Retype the part of the baseball essay below between "That’s complicated in" and "this operation running.", inclusive, keeping every word and mark unchanged.

Text block:
§
All right, that’s going a little too far. We are literally just talking about a bunch of fellas (who, it should be noted, showed up on $5 beer/$7 margarita night) being loud and silly together. You may very well be saying, “Garrett, you sweet naive fool, I know how the world works and you shouldn’t praise a bunch of rowdy dudes merely for not doing any visible hate crimes” And you know what? Good point.
I mean, even on the face of it, there’s aspects of this that I don’t fully endorse (for instance: the affiliation with the St. Louis Cardinals, a franchise I dislike for the very principled reason that I live in a different rust belt city with a rival baseball team). And I bet, now that this trend has expanded to other stadiums, we’re just a couple days away from it jumping from cute to gross (“Let’s check in with the Tarps Off Crew… brought to you by Open AI, Zyn Tobacco, Raytheon, and somehow J.D. Vance personally”).
I don’t need you to love tarps off, nor do you have to hand it to the bros. But what I do want you to recognize is that even the rowdiest and least tanned baseball fellas are searching for something bigger than themselves. The section grew, not just because guys love being dudes, but because isolation sucks and togetherness rules and, for one night at least, the barrier to connection was pretty damn low. “Bro, look up there. See those dudes with their shirts off? Let’s goooooooo.”
When given the opportunity, the bros found their people. And if they can do it, you can too. Make the invitation that works for you. I mean, you can even keep your shirts on if you’d like. But please make it. Do it for yourself, based on what you’re seeking, and know that you’ll eventually find the people who need that space too.
That’s complicated in many ways, I suppose, but if you train your heart on the end goal— the bet that others also crave whatever form of connection you personally need for yourself— you’ll do all right, truly. To return again to the words of Petey Pablo, the man who first taught my generation to take our shirts off, twist them around our heads, and spin them like a helicopter.
“This one’s for you? Uh-uh This one’s for who? Us, us, us.”
End notes:
-This is a bonus essay, on the front end of a long weekend, but trust that I shared plenty of fun links and news in the essay I wrote on Tuesday. Also know that this continues to be a fully reader-supported project (at a time when sustaining those isn’t easy) so if you got a kick of this or any of my pieces, I’d love if you could chip in to keep this operation running.
And yes, I know that technically Petey Pablo was only singing for North Carolinians, but as I’ve learned from some very enthusiastic club baseball team members, if the message resonates, it resonates, man.
§
Data supplied:

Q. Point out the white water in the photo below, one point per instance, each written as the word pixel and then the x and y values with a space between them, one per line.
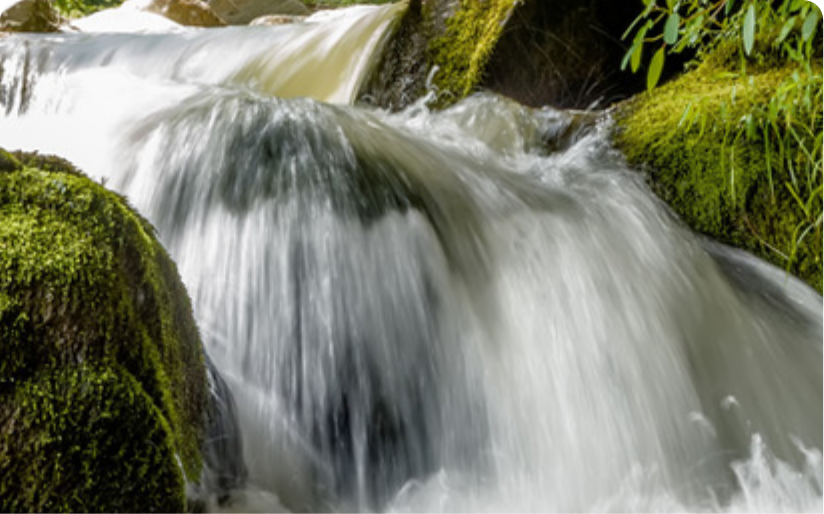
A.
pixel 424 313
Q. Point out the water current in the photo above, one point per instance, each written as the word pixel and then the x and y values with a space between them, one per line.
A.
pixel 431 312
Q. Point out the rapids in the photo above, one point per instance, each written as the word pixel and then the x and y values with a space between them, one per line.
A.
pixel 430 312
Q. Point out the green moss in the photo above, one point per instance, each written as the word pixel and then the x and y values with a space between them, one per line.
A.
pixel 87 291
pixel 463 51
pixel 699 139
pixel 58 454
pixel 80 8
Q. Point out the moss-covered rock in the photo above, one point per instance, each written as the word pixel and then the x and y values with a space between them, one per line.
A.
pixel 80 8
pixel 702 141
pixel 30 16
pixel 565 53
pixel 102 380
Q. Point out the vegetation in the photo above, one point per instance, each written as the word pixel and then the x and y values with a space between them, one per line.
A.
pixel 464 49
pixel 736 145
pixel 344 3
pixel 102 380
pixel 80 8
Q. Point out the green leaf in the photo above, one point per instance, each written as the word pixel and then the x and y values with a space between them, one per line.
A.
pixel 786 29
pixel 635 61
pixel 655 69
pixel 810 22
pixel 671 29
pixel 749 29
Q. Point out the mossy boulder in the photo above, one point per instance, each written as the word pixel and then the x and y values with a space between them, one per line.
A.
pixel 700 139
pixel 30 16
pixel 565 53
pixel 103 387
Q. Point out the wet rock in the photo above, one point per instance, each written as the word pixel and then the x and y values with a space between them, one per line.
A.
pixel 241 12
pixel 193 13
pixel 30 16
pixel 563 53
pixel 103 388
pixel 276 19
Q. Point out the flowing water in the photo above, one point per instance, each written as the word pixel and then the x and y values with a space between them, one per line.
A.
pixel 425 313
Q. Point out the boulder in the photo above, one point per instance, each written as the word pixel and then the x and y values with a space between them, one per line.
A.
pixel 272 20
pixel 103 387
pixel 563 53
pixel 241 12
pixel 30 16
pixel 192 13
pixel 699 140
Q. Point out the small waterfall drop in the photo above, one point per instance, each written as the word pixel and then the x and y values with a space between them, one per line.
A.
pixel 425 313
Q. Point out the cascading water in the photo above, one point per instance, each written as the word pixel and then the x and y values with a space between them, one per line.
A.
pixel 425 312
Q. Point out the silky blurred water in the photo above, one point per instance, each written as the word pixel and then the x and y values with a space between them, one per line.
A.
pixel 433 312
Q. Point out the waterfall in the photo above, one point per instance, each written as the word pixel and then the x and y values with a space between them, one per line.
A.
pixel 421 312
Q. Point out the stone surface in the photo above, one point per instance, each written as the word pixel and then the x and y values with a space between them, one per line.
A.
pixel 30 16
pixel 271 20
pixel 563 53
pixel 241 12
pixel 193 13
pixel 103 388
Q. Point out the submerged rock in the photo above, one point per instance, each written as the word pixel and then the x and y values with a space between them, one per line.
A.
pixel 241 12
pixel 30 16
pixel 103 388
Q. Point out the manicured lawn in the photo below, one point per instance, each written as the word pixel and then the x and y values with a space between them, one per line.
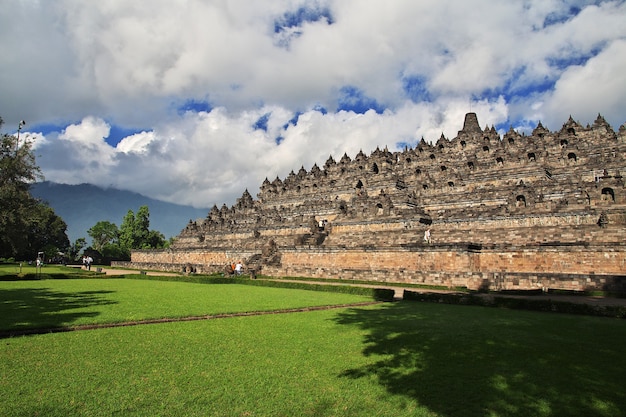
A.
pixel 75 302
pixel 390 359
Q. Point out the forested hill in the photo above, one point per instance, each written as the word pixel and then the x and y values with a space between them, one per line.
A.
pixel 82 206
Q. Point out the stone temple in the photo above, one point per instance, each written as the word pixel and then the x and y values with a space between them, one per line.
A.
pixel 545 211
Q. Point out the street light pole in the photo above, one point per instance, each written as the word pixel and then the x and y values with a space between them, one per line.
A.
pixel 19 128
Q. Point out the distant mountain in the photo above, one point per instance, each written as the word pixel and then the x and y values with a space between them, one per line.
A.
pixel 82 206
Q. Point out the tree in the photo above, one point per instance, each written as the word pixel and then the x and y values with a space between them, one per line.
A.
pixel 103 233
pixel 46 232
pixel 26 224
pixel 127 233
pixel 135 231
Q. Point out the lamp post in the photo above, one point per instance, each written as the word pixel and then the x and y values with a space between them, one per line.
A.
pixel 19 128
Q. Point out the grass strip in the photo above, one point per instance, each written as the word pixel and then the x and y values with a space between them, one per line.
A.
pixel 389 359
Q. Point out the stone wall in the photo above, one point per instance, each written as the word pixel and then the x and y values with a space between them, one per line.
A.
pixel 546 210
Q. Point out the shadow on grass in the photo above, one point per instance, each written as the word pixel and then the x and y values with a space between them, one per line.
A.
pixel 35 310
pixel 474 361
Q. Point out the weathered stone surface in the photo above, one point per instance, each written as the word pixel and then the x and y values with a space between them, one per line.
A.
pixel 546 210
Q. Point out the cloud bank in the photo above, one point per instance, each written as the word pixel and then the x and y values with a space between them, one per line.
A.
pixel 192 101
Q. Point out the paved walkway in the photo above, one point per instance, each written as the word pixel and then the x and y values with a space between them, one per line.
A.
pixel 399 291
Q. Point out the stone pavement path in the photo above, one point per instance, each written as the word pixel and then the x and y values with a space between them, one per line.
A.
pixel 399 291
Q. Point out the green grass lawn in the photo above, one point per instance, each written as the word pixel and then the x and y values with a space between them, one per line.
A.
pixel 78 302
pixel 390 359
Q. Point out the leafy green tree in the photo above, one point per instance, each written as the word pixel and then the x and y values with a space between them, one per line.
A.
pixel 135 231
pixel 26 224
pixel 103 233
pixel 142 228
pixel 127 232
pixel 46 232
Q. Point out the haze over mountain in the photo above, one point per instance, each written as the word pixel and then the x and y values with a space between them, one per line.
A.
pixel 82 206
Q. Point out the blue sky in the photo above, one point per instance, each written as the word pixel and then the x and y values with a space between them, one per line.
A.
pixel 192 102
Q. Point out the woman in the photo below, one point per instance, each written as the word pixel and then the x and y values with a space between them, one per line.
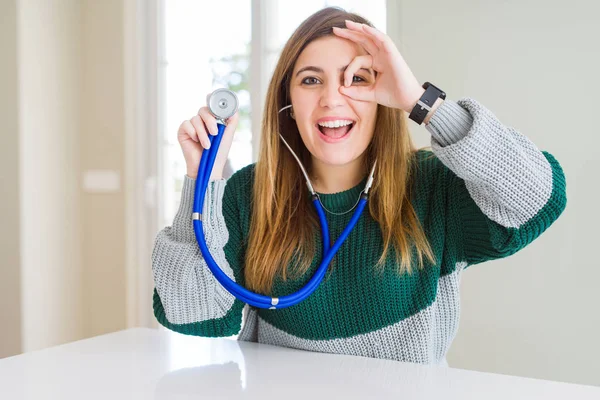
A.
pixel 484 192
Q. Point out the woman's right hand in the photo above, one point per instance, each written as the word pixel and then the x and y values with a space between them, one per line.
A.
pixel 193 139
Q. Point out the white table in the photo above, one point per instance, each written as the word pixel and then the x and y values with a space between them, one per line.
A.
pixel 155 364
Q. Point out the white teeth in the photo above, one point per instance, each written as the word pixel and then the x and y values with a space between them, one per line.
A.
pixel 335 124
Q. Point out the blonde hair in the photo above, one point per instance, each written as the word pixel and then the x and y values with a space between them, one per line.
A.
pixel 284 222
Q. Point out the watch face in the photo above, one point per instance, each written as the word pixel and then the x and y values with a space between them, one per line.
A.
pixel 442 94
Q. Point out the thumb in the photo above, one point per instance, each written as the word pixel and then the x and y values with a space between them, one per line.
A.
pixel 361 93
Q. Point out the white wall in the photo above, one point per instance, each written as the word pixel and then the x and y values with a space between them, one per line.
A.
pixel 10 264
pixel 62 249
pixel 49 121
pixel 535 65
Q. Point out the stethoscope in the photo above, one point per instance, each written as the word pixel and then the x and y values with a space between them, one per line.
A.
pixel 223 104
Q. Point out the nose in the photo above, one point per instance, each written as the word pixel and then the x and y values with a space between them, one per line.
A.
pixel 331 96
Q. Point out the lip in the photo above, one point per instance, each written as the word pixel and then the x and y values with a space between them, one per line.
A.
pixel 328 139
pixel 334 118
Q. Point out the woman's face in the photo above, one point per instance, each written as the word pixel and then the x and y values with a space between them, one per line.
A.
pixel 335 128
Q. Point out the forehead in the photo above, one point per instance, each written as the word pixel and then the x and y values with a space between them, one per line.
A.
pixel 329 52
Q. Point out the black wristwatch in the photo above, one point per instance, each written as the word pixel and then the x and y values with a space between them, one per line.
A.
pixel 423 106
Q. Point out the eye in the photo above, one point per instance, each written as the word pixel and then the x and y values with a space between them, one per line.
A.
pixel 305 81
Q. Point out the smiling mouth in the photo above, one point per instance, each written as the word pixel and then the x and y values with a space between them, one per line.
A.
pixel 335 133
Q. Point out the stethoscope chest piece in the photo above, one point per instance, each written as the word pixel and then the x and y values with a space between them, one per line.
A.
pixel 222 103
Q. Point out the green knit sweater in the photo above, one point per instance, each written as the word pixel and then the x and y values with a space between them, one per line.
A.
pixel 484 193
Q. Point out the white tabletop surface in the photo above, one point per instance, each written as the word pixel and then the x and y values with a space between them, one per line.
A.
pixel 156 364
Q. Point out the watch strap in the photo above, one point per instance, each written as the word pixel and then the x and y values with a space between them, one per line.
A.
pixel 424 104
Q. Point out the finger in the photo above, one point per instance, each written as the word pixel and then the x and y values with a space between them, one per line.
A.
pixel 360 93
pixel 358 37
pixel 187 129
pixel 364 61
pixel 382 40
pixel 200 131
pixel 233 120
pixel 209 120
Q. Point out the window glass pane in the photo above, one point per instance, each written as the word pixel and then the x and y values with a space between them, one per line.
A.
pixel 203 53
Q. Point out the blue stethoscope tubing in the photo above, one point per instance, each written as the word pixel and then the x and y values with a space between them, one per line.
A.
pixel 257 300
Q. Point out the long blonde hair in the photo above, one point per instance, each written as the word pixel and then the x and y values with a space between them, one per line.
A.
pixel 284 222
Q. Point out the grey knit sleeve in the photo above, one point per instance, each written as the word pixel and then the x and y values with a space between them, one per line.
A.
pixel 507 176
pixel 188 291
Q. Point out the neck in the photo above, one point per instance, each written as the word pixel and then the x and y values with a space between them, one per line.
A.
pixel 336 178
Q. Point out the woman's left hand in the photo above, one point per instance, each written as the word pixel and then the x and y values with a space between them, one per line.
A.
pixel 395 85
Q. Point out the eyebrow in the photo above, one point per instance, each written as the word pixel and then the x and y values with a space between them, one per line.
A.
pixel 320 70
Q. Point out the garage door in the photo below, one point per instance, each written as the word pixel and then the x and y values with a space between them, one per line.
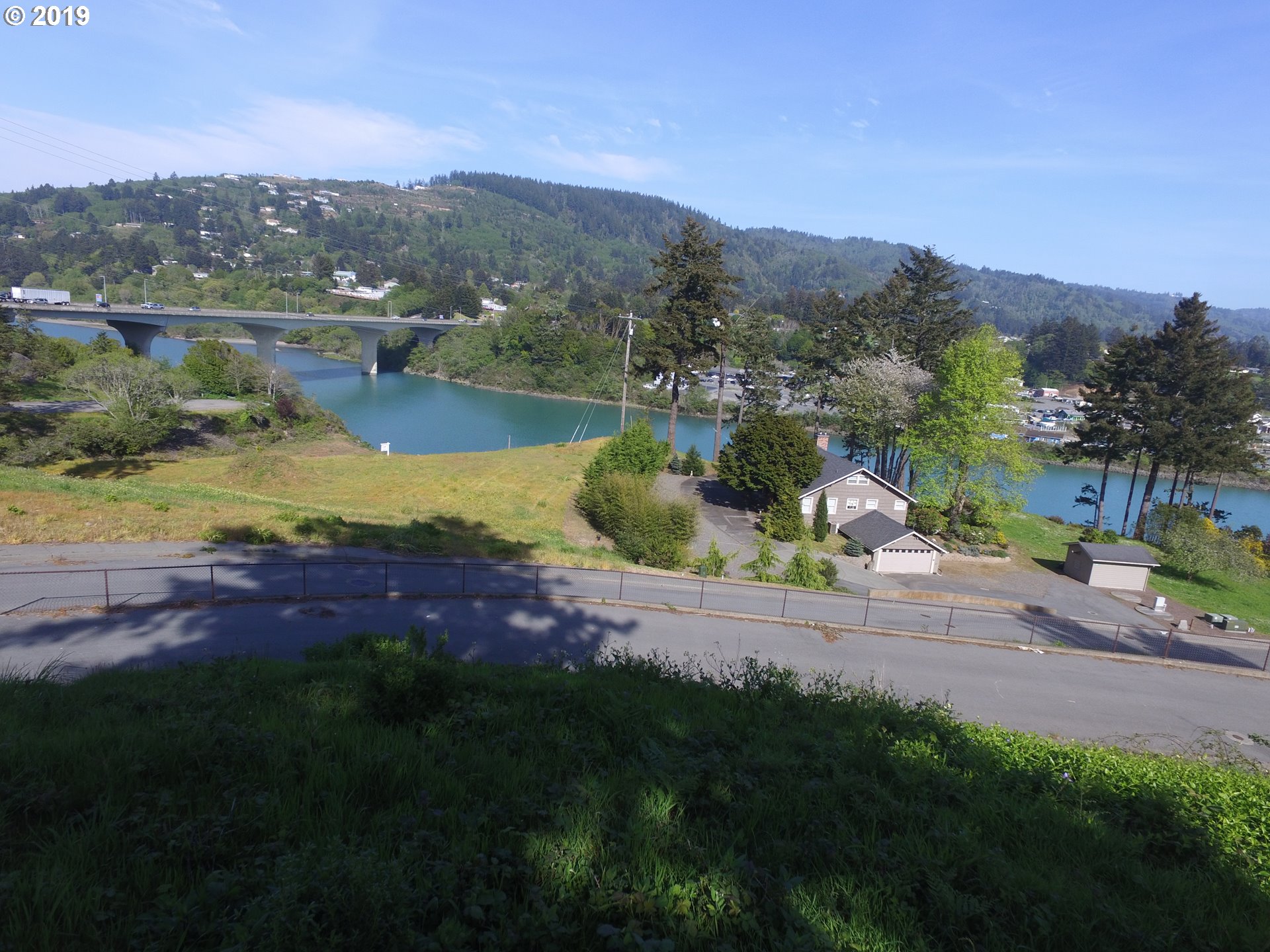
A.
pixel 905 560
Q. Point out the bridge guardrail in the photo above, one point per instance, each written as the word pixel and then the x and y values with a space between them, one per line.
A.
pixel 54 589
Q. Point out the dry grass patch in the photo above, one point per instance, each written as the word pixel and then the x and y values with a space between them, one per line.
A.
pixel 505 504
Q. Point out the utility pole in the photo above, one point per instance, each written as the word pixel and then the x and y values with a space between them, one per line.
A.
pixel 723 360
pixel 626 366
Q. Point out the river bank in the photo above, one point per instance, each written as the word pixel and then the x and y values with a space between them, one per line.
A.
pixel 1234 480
§
Result of this exercise:
That’s complicated in many ways, I suppose, but if you train your heart on the end goal— the bet that others also crave whatever form of connection you personally need for yourself— you’ll do all right, truly. To return again to the words of Petey Pablo, the man who first taught my generation to take our shirts off, twist them around our heads, and spin them like a helicopter.
“This one’s for you? Uh-uh This one’s for who? Us, us, us.”
End notes:
-This is a bonus essay, on the front end of a long weekend, but trust that I shared plenty of fun links and news in the essay I wrote on Tuesday. Also know that this continues to be a fully reader-supported project (at a time when sustaining those isn’t easy) so if you got a kick of this or any of my pieces, I’d love if you could chip in to keep this operation running.